Extrait fourni:
------------------------------

ENTRE les Roys & les Sujets il y a vne relation si belle & si
harmonieuse, qu’il s’en engendre dans les cœurs vne affection
ardante & naturelle : & quoy qu’il semble que la grandeur des
vns soit contraire à la bassesse des autres ; & que l’obeïssance
soit infiniment éloignée du commandement ; il arriue toutesfois,
que cét éloignement & cette contrarieté, n’empesche point que tous
ensemble ne s’approchent, & ne s’attachent par les puissans liens d’vne
amour extréme.

Cette verité dont nous voyons tant de rares & de beaux exemples, n’est
point vne verité hazardeuse ; ces fondemens sont plantez dans le cours de la
nature & de la raison. Naturellement toutes choses ayment ce qui contribuë
à leur subsistance ; comme elles haïssent ce qui la ruine & les fait perir : Il n’y
a point de vegetaux ny d’animaux au monde ; il n’y a point d’indiuidu, ny
d’espece de chose viuante, qui ne cherisse ce qui l’entretient : Les estres
mesmes insensibles, si l’on leur pouuoit considerer quelque action, ce ne
seroit que ce sentiment.

Le mesme effet passé de la nature aux choses moralles, & sur le fons de cét
ordre naturel ce pose & s’establit celuy de la raison. Nous aymons ceux qui
nous protegent dans les biens du monde ; celuy qui soustient nos dignitez ;
celuy qui conserue nos richesses ; celuy qui deffend nostre honneur, nous
est pretieux. Nous cõsiderons ceux dont nous receuons des faueurs comme
le Soleil est consideré de la Lunc, dont elle reçoit sa lumiere ; si elle pouuoit
s’exprimer, elle le nommeroit son bon maistre, ou son cher frere.

------------------------------

Données fournies:

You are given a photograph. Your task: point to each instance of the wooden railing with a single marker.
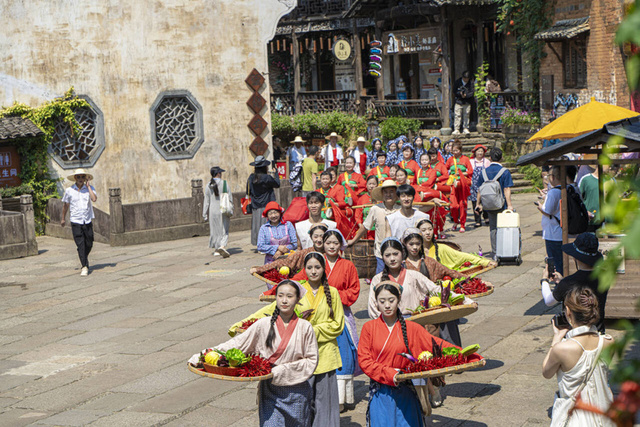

------------------------------

Consignes:
A. Recopiez fidèlement le passage de l'extrait sur les rois et les sujets, depuis « Le mesme effet » jusqu'à « son cher frere. ».
B. Résumez l'extrait sur les rois et les sujets en deux phrases.
C. D'après l'extrait sur les rois et les sujets, où sont plantés les fondements de la vérité qu'il défend ?

Réponses attendues:
A.
Le mesme effet passé de la nature aux choses moralles, & sur le fons de cét
ordre naturel ce pose & s’establit celuy de la raison. Nous aymons ceux qui
nous protegent dans les biens du monde ; celuy qui soustient nos dignitez ;
celuy qui conserue nos richesses ; celuy qui deffend nostre honneur, nous
est pretieux. Nous cõsiderons ceux dont nous receuons des faueurs comme
le Soleil est consideré de la Lunc, dont elle reçoit sa lumiere ; si elle pouuoit
s’exprimer, elle le nommeroit son bon maistre, ou son cher frere.

B. Entre les rois et les sujets existe une relation harmonieuse qui fait naître une affection ardente, bien que l'obéissance soit très éloignée du commandement. Cette vérité se fonde sur la nature et la raison : toute chose aime ce qui assure sa subsistance, et nous aimons ceux qui protègent nos biens, nos dignités et notre honneur.

C. Dans le cours de la nature et de la raison.